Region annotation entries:
=-=-=

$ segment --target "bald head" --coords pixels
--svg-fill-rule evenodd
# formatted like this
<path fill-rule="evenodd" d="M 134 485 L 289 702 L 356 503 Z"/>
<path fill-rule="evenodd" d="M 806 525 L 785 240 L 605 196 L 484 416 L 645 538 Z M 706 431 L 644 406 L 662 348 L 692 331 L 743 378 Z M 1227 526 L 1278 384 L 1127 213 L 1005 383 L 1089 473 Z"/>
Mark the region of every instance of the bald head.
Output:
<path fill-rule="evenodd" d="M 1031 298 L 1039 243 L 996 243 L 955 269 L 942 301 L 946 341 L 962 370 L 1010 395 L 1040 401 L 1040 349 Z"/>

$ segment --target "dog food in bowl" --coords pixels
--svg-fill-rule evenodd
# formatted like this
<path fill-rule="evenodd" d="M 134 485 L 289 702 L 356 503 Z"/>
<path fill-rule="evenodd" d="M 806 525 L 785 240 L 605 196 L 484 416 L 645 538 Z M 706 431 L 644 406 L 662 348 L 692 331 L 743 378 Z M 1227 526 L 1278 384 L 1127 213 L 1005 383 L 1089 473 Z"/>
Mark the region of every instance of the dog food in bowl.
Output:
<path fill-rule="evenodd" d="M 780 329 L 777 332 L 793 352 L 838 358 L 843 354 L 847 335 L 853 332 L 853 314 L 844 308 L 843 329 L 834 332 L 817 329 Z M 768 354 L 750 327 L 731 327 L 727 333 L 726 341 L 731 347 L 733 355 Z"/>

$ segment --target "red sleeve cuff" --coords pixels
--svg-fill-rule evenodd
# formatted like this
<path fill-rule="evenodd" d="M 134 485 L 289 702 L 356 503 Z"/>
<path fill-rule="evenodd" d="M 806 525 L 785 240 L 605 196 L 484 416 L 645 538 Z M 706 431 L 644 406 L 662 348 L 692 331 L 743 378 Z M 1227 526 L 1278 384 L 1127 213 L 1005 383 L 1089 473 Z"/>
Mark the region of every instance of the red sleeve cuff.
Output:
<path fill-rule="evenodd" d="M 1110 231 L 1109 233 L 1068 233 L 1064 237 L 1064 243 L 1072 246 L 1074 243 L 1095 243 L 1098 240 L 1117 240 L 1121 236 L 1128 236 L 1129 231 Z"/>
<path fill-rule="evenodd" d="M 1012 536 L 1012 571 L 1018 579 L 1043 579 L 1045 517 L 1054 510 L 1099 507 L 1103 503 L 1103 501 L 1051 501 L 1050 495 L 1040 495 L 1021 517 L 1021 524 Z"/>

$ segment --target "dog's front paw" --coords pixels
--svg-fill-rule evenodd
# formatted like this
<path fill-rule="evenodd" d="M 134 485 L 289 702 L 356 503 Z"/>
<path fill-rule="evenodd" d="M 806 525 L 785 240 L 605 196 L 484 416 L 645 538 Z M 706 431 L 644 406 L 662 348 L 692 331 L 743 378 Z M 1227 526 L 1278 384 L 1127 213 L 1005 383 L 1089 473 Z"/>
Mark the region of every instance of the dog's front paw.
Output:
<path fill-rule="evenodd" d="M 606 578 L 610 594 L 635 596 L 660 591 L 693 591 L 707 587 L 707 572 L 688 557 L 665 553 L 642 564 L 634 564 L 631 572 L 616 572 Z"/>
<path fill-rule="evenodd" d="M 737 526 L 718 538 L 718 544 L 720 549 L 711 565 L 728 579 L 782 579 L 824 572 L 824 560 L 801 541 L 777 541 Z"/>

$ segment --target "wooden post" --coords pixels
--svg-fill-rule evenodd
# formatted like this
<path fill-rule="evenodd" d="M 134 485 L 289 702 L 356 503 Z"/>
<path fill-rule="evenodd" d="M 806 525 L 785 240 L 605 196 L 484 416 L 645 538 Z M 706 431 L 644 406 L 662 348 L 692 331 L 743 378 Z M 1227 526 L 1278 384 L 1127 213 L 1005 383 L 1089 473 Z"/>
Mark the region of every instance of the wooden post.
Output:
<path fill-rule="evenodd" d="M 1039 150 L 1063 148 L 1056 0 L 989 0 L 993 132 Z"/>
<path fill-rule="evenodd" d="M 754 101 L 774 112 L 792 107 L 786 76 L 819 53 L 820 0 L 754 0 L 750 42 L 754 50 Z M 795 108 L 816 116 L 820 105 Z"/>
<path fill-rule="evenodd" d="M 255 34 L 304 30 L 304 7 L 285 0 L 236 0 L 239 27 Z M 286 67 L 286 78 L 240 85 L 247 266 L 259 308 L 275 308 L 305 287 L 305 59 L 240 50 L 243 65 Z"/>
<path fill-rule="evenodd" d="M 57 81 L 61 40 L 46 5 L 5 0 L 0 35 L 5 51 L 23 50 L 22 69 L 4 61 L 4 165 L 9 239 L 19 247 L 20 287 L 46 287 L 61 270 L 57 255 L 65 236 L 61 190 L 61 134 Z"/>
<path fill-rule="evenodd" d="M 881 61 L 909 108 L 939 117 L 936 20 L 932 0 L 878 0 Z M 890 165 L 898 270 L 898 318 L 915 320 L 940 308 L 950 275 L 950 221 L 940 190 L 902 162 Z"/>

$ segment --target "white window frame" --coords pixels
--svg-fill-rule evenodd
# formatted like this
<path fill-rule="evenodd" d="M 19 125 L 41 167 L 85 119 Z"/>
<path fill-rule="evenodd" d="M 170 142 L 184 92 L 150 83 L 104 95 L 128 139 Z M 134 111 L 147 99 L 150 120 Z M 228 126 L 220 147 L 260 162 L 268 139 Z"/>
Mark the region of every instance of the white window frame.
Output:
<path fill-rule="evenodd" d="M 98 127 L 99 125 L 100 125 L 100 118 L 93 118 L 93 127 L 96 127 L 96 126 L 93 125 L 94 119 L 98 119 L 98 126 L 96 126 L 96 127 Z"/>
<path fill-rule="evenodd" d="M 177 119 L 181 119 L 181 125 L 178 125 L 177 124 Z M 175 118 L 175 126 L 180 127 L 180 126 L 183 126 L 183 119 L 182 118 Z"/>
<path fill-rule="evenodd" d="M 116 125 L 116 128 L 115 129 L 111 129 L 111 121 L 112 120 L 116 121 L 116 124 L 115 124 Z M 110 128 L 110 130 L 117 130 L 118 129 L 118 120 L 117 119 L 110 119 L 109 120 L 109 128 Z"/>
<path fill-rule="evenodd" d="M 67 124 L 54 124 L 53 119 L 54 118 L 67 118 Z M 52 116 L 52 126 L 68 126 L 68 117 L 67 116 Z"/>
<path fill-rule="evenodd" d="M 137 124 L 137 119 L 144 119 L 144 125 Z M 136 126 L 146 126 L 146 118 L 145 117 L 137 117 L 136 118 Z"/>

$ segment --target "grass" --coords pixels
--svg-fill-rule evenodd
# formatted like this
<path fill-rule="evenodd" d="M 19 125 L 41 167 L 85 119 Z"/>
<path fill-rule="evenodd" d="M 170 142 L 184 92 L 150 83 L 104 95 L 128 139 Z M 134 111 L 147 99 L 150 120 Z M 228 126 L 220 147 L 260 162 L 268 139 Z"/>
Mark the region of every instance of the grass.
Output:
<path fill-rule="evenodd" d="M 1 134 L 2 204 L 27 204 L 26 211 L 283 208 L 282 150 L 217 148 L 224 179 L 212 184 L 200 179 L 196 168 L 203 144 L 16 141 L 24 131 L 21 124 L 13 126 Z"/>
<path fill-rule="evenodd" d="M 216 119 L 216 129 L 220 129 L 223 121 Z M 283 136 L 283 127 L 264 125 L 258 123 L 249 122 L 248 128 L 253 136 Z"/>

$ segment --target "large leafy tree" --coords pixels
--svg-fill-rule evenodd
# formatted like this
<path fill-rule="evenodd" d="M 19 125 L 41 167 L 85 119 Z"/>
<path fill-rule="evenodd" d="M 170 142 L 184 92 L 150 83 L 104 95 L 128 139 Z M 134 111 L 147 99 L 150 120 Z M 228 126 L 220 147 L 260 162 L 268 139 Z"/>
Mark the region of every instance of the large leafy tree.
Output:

=-=-=

Directions: Please write out, unchanged, the part of the records from the very start through the line containing "1031 298 L 1039", including that line.

Task answer:
$ segment --target "bald head" --coords pixels
--svg-fill-rule evenodd
# formatted like this
<path fill-rule="evenodd" d="M 134 485 L 289 702 L 356 503 Z"/>
<path fill-rule="evenodd" d="M 806 525 L 785 240 L 605 196 L 484 416 L 645 538 Z M 706 431 L 644 406 L 662 348 L 692 331 L 743 378 Z M 1227 526 L 1278 384 L 1127 213 L 1005 383 L 1089 473 Z"/>
Mark the region of every instance of the bald head.
Output:
<path fill-rule="evenodd" d="M 1031 298 L 1039 243 L 996 243 L 955 269 L 942 301 L 946 341 L 962 370 L 1010 395 L 1040 401 L 1040 349 Z"/>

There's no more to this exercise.